* Work to do *
Report every line of the data below that contains the word "brown". Copy each such line in full.

▬▬▬

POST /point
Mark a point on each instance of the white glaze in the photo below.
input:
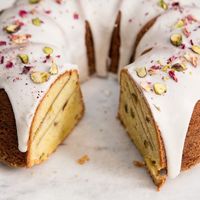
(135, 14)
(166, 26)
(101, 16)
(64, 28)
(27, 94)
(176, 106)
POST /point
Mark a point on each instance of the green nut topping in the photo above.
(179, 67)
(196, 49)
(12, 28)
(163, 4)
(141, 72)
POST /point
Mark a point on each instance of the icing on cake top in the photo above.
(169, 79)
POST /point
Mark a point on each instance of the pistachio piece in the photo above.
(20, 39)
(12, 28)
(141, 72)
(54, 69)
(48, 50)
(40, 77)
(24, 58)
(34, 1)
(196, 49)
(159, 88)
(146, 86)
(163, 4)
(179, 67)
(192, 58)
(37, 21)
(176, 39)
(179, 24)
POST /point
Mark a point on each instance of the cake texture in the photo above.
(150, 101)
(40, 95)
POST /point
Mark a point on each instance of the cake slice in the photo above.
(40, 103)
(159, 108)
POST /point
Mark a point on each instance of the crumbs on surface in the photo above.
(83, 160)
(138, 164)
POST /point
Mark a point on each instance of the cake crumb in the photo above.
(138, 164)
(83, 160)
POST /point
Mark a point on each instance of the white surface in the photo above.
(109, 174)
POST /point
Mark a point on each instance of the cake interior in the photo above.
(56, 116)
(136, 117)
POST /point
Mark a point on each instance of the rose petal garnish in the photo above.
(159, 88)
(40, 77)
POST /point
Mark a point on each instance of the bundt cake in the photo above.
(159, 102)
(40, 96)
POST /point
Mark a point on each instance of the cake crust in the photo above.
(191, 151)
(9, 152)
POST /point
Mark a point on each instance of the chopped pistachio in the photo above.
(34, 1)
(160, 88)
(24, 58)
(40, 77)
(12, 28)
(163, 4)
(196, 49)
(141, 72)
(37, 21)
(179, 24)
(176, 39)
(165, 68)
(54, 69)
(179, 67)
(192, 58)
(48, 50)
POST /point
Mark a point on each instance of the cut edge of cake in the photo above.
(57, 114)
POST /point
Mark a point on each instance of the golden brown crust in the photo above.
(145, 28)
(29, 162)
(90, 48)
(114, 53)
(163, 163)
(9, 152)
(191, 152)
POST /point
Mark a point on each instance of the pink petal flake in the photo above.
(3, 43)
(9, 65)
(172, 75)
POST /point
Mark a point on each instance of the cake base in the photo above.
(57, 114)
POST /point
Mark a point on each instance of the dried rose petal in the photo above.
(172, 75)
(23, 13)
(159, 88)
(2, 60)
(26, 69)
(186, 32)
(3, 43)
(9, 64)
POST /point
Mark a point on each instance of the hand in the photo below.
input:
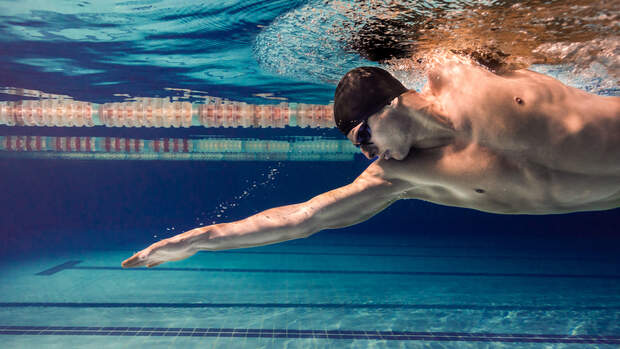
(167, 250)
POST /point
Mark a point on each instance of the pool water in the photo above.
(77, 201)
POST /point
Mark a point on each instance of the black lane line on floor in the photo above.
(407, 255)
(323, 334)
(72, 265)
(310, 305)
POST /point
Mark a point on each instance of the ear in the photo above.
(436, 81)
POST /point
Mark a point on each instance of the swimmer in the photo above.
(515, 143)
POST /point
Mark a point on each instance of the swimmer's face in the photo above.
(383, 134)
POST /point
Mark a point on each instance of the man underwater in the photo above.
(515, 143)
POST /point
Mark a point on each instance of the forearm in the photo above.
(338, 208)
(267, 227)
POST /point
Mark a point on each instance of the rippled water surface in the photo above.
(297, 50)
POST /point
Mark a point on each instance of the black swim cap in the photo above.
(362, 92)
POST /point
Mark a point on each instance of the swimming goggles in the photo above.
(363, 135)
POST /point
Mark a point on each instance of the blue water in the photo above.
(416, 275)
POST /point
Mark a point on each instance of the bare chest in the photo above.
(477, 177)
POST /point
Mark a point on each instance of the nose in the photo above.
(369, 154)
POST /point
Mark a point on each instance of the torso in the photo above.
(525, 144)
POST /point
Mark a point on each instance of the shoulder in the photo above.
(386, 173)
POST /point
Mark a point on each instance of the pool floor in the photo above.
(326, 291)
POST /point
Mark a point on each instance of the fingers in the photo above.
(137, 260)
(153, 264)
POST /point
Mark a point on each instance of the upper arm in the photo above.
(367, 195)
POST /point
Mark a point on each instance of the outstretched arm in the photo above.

▬▬▬

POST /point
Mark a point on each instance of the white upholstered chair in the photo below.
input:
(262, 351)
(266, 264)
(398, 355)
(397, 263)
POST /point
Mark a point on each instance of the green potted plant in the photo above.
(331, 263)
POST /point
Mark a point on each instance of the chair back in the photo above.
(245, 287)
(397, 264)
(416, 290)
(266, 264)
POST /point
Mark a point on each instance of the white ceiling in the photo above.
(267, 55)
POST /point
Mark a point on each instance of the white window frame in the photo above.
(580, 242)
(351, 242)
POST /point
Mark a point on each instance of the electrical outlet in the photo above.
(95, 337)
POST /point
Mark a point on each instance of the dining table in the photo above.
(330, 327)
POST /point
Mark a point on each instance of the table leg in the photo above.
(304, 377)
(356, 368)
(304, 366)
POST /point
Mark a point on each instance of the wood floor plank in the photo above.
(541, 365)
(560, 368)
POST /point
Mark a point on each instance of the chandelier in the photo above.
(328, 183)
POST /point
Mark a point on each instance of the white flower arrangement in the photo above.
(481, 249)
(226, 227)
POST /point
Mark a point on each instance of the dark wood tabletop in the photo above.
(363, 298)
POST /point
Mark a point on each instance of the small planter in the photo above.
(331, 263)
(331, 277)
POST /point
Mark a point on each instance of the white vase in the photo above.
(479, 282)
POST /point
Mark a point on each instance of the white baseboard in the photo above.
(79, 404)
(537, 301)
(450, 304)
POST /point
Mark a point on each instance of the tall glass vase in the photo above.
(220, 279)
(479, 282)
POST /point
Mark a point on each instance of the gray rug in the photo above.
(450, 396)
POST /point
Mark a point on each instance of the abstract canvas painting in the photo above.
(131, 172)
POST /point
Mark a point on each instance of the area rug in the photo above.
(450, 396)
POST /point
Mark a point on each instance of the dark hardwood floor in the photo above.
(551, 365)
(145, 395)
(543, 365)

▬▬▬

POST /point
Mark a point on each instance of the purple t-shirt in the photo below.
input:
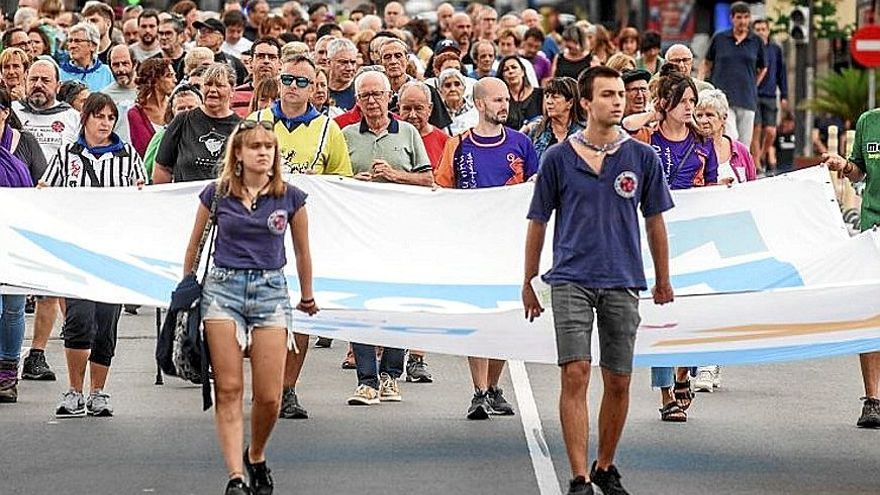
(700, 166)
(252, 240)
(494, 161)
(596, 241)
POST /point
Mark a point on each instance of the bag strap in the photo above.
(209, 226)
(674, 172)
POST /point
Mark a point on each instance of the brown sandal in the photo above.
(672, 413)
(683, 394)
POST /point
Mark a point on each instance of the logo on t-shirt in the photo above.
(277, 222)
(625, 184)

▬▬▬

* Result for this exercise *
Mark a point on each instance of the golden brown crust in the photo above.
Mark a point on each instance of the brown sandal in the photo above.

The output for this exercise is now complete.